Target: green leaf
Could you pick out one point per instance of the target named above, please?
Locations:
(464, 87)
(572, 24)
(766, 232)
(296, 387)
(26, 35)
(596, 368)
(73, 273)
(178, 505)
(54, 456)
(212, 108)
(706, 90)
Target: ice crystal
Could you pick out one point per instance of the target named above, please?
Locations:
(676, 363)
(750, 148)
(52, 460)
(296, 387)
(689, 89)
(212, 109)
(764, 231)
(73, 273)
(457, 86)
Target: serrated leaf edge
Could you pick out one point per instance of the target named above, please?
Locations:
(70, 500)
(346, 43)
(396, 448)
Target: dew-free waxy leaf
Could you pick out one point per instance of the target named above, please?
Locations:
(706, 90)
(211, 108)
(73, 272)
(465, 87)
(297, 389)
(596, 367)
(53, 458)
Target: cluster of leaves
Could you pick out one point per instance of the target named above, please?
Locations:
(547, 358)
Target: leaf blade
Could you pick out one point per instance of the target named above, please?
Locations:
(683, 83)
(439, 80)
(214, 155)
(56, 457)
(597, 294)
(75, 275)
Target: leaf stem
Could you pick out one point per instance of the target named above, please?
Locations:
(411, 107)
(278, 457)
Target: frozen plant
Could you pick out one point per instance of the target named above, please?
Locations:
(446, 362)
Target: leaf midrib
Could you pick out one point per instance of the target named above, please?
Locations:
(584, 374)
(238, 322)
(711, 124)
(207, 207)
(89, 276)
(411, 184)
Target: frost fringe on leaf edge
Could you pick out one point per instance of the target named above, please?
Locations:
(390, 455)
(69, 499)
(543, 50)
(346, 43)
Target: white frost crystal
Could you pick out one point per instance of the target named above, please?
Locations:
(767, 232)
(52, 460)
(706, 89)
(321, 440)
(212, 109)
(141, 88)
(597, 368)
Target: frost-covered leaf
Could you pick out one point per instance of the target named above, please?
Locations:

* * *

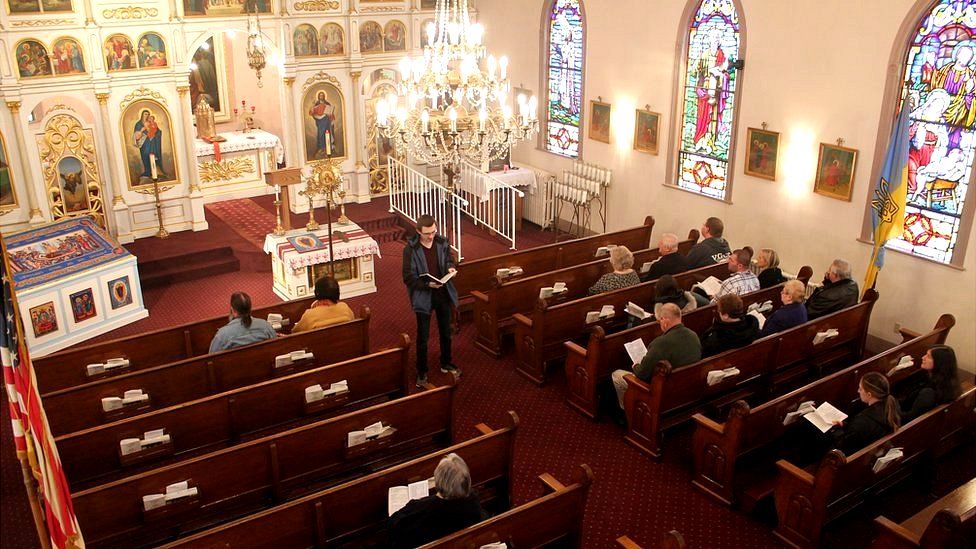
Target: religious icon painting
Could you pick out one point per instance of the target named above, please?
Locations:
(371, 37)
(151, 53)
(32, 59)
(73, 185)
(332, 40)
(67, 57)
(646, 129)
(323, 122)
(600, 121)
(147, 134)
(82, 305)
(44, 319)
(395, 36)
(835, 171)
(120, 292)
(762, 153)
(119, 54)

YOUR INSTRUCTIONS →
Find every line in the records above that contains the word "crystal" and copy each of those lines out. Matching is case-sensitive.

TASK RESULT →
Target: ice crystal
Target: white frost crystal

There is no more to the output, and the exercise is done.